→ EXERCISE
Return all of the entries exactly as written.

Dataset records about object locations:

______

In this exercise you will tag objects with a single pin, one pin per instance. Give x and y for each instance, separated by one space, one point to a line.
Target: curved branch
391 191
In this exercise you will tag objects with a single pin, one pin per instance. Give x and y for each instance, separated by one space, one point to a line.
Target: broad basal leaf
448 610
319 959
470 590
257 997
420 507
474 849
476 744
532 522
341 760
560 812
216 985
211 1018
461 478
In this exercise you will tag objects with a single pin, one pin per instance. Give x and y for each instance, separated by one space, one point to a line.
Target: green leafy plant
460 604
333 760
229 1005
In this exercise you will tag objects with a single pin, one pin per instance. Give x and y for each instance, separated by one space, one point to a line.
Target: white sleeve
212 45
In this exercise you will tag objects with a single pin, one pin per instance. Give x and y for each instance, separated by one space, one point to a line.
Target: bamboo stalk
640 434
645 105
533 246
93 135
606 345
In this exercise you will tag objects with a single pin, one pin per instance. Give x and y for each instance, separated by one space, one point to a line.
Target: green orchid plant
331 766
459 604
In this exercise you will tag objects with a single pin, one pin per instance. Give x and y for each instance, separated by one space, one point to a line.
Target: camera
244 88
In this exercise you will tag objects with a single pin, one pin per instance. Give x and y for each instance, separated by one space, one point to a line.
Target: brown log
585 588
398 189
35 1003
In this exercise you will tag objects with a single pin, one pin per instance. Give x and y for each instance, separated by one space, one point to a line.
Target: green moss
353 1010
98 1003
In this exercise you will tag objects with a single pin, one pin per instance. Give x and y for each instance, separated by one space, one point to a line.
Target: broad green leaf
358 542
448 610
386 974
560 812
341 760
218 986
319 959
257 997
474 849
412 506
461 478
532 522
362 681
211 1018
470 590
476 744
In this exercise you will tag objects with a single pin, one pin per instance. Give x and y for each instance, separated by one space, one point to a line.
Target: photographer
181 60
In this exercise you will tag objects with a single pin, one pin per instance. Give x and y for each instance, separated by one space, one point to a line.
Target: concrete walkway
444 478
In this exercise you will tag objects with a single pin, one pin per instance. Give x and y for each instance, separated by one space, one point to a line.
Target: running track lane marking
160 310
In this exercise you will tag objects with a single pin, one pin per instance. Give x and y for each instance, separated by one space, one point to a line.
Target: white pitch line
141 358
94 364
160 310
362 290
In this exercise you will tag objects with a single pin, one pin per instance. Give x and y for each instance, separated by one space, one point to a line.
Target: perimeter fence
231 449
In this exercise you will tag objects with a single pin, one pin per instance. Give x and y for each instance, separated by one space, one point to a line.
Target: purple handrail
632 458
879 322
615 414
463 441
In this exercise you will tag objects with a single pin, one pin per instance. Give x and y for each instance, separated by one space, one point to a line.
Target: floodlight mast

______

→ FULL ANSWER
In this exercise you will tag objects with a single pin, one pin per instance. Give x and y for each instance, separated by one space, one point to a line.
Target: curved branch
391 191
In this exercise you will tag objects with a single pin, one pin per instance. Give x and y for each instance, separated by one space, one point to a line.
Target: broad basal leaf
448 610
319 959
470 590
257 997
420 507
474 849
476 744
532 522
341 760
560 812
216 985
211 1018
461 478
In this exercise you will tag objects with a single pin, one pin per instance. Give x and y for each instance, separated by one space, one point to a line.
Target: green leafy plant
460 604
333 760
229 1005
In this exercise you will tag objects with a single pin, one pin per instance. Give x and y for each instance, separated by one space, one point to a line.
Target: white sleeve
212 45
In this exercise you will tag objects with a single pin, one pin per instance. Give x and y for each instance, separated by one space, one point to a line.
Target: bamboo stalk
640 434
645 105
533 246
93 135
606 345
In this exercise you will tag objects with a single pin, one pin per instance. Give x and y for each instance, separated by one space, one point to a line.
Target: green orchid plant
331 766
459 604
In this exercise you will tag objects with a single pin, one pin per instance. Give x and y for each instance, separated by one space, one point to a line.
Target: camera
244 88
In this exercise you will tag objects with a single pin, one pin per instance. Give x and y for each instance, separated by one space, one point to a line.
Target: brown log
585 588
398 189
35 1003
In this exercise you will tag objects with a single pin, one pin per instance. Give x and y for each instance, separated by one space, one point to a line.
Target: green moss
353 1010
98 1003
In this exercise you will tag objects with a single pin, one pin per instance. Give x and y for each instance, separated by one space, one point to a line.
Target: broad green leaf
358 542
448 610
386 974
560 812
341 760
218 986
319 959
257 997
474 849
412 506
461 478
532 522
362 681
211 1018
470 590
476 744
In this exercise you will tag objects with a single pin, one pin per instance. Give x and y for each instance, separated by one space, one point to a line.
Target: photographer
181 60
In this exercise you will tag objects with a single pin, one pin per instance. Give x and y for each instance, separated by one space, one point to a line.
Target: concrete walkway
444 478
In this exercise you will tag objects with a single pin, one pin per instance. Give x and y for each instance, separated by one space, one point to a line.
Target: running track lane marking
160 310
In this exercise you will tag objects with a single pin, one pin per instance. Give x and y for each instance, separated by one space, one point to a line.
Target: white pitch line
141 358
94 364
160 310
362 290
In this exercise you will tag objects with a single pin, one pin per instance. Give x and y for each instance, separated by one space, one point to a line.
Target: perimeter fence
231 449
In this exercise you will tag objects with a single pin, one pin per instance. Give x and y for each instance, separated by one space, one point to a line.
Target: purple handrail
632 458
879 322
615 414
463 441
In this exercise you will tag objects with a single pin, one pin per instance. Give x and y for each instance, separated by one space, one point to a line.
Target: floodlight mast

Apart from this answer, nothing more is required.